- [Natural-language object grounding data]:

Start of Block

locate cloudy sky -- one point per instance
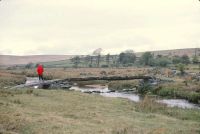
(30, 27)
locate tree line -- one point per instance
(128, 58)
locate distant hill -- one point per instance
(188, 51)
(59, 60)
(17, 60)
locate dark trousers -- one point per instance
(40, 77)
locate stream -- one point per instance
(104, 91)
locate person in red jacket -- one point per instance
(40, 71)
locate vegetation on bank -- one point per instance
(8, 79)
(58, 111)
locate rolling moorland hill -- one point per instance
(10, 60)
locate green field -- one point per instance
(57, 111)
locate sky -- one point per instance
(30, 27)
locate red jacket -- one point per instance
(40, 69)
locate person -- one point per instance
(40, 71)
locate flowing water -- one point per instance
(181, 103)
(104, 91)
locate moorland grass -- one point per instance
(58, 111)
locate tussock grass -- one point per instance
(8, 79)
(58, 111)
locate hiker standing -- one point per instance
(40, 71)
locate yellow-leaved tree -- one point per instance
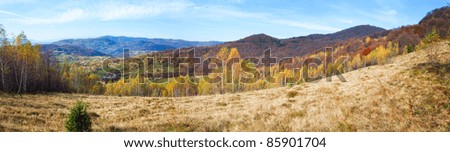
(234, 57)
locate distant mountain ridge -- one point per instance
(255, 45)
(113, 45)
(250, 46)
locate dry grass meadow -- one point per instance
(407, 94)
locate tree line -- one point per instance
(25, 69)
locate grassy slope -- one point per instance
(408, 94)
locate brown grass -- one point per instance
(406, 95)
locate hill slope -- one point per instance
(113, 46)
(408, 94)
(255, 45)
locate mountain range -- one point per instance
(249, 46)
(113, 45)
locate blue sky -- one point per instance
(203, 20)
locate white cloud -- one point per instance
(306, 25)
(221, 12)
(118, 10)
(107, 11)
(11, 14)
(65, 17)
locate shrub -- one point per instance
(292, 94)
(78, 119)
(410, 48)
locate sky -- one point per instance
(203, 20)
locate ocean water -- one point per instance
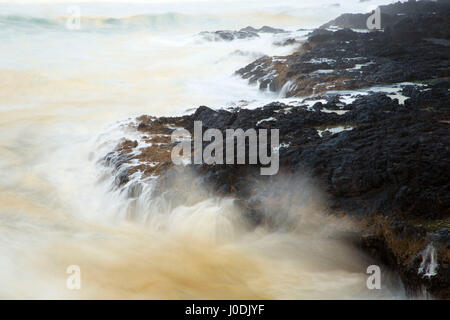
(64, 95)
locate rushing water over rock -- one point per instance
(65, 201)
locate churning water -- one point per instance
(63, 94)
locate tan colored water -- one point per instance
(58, 93)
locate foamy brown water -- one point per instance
(61, 93)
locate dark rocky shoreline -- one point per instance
(388, 165)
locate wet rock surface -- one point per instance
(244, 33)
(379, 159)
(348, 60)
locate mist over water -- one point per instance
(63, 95)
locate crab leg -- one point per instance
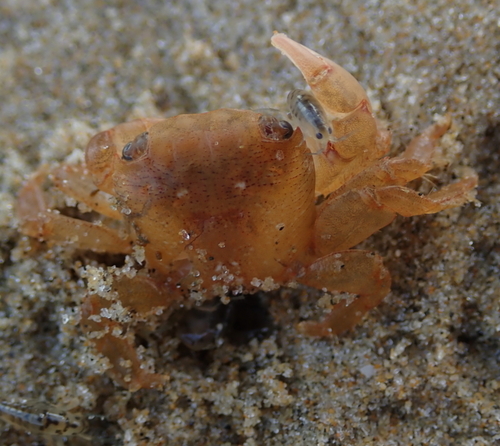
(358, 272)
(138, 297)
(39, 221)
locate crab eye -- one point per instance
(136, 148)
(275, 129)
(309, 113)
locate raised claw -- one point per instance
(356, 139)
(337, 89)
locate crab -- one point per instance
(232, 202)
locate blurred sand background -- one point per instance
(424, 367)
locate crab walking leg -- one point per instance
(74, 181)
(358, 272)
(139, 296)
(414, 162)
(38, 221)
(345, 221)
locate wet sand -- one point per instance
(422, 369)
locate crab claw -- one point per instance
(355, 139)
(337, 90)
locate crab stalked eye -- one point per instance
(136, 148)
(308, 113)
(274, 128)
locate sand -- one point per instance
(422, 369)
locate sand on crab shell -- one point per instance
(423, 367)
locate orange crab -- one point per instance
(225, 203)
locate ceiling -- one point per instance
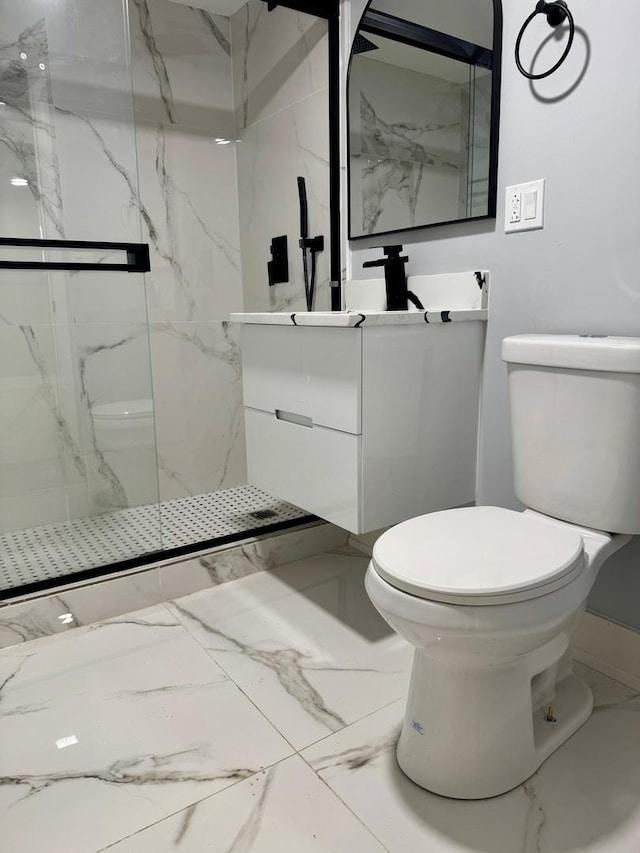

End of Block

- [TASK GOAL]: Without the pictures, retype each line of the records above exactly.

- [SOLUTION FOR THIS EXERCISE]:
locate cloudy sky -- one point per instance
(30, 27)
locate tree line -- one point per instance
(128, 58)
locate distant hill -- one point per instance
(188, 51)
(59, 60)
(17, 60)
locate dark trousers -- one point per instance
(40, 77)
locate stream -- one point per instance
(104, 91)
locate person in red jacket -- one point per instance
(40, 71)
locate vegetation on bank -- one point per instance
(8, 79)
(58, 111)
locate rolling moorland hill -- one point per instance
(10, 60)
locate green field -- one point per instance
(57, 111)
locate sky -- one point per instance
(30, 27)
locate red jacket -- one point per instance
(40, 69)
locate person -- one point per instance
(40, 71)
locate flowing water -- one point per instance
(181, 103)
(104, 91)
locate moorland grass -- one point per instance
(58, 111)
locate tussock grass -- one point per instance
(8, 79)
(58, 111)
locate hiker standing -- one point per instance
(40, 71)
locate yellow-leaved tree -- one point per instance
(234, 57)
locate distant mountain ridge -- one point per instance
(255, 45)
(113, 45)
(250, 46)
locate dry grass meadow -- one point per instance
(407, 94)
locate tree line -- one point per instance
(25, 69)
locate grassy slope -- one point per instance
(408, 94)
locate brown grass -- one point per instance
(406, 95)
locate hill slope -- one point per instance
(113, 46)
(408, 94)
(255, 45)
locate mountain range -- one point per instance
(249, 46)
(113, 45)
locate blue sky -- one point per instance
(203, 20)
locate white cloud -- one point per instance
(306, 25)
(221, 12)
(118, 10)
(107, 11)
(11, 14)
(65, 17)
locate shrub -- one point per instance
(292, 94)
(78, 119)
(410, 48)
locate sky -- one point per instance
(203, 20)
locate ocean water -- one point per instance
(64, 95)
locate rushing water over rock -- one point per instance
(65, 201)
locate churning water -- one point per instance
(63, 94)
locate tan colored water -- one point per instance
(58, 93)
locate foamy brown water -- one point per instance
(61, 93)
locate dark rocky shoreline -- one point per instance
(388, 165)
locate wet rock surface -- one point per instance
(244, 33)
(379, 159)
(348, 60)
locate mist over water -- one point per instance
(63, 95)
locate crab leg -- one point per instance
(358, 272)
(138, 297)
(39, 221)
locate crab eye -- one point per instance
(136, 148)
(275, 129)
(309, 113)
locate raised claw -- one point per instance
(356, 139)
(337, 89)
locate crab -- one point per instance
(232, 202)
locate blurred sand background -- one point per instance
(424, 367)
locate crab walking leg -- one point per instance
(74, 181)
(358, 272)
(139, 296)
(414, 162)
(38, 221)
(345, 221)
locate wet sand -- one point per instance
(422, 369)
locate crab claw -- one point per instance
(355, 139)
(337, 90)
locate crab stalked eye -- one point per instance
(136, 148)
(308, 113)
(274, 128)
locate sand -- one point per instance
(422, 369)
locate sand on crab shell -- one point per instance
(423, 367)
locate orange crab -- one point per instance
(225, 203)
locate ceiling -- one point per instance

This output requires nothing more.